Segment Start: RECORDS PROVIDED

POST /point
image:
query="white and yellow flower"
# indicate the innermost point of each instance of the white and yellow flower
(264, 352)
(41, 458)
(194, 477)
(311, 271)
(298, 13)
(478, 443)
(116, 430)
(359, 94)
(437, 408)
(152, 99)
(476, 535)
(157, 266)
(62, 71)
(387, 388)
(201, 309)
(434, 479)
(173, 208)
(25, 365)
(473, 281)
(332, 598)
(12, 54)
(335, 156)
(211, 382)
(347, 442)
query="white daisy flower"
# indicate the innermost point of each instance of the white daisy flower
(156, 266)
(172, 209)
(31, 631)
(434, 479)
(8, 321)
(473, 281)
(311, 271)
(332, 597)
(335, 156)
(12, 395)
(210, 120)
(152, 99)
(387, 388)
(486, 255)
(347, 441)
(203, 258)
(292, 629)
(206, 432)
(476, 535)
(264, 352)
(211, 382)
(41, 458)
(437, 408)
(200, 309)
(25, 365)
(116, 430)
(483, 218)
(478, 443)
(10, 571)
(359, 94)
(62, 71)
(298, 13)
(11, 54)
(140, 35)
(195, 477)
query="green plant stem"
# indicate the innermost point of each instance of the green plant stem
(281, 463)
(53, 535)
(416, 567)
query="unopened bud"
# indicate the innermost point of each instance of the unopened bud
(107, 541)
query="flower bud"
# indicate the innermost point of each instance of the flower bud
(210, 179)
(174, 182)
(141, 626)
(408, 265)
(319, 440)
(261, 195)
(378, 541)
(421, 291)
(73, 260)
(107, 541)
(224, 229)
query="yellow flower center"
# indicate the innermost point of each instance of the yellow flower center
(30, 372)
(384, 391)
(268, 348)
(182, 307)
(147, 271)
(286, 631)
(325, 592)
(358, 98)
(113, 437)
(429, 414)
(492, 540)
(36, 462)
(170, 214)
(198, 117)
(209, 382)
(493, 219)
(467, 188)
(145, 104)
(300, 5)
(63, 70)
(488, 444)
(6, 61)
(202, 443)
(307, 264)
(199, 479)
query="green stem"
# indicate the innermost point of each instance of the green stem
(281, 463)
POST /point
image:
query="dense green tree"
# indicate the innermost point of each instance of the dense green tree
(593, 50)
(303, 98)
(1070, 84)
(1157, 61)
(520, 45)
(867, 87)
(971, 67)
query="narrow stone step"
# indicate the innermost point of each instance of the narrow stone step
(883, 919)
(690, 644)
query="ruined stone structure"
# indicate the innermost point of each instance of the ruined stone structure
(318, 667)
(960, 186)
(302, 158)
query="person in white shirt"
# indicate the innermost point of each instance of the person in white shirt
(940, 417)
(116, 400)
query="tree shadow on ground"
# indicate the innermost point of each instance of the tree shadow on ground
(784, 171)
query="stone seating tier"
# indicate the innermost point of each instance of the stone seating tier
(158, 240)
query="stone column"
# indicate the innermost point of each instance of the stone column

Segment End: RECORDS PROVIDED

• WHAT IS REQUIRED
The line containing "the green stem" and all lines after it, through the last line of the data, should be retyped exactly.

• RESULT
# indicate the innermost point of each instance of the green stem
(281, 463)
POST /point
image:
query="dense green tree"
# indicate the innermost point of each instance of the dense green tree
(593, 50)
(303, 98)
(1070, 84)
(1157, 61)
(520, 45)
(867, 87)
(971, 67)
query="narrow stone step"
# indicate the innermost point of each instance of the narrow stone step
(883, 919)
(690, 644)
query="ruined stone structure"
# indicate the innermost point of each instance of the ruined stone structure
(318, 667)
(960, 186)
(302, 158)
query="person in white shirt"
# indicate the innermost point of each instance of the person in white shirt
(940, 417)
(116, 400)
query="tree shadow on ground"
# indicate the innermost point of each instance of the tree shadow on ground
(784, 171)
query="stone seating tier"
# indicate the innermost point of each instance of the stone seating tier
(158, 240)
query="stone column"
# indicate the innermost point of each instance of the stone column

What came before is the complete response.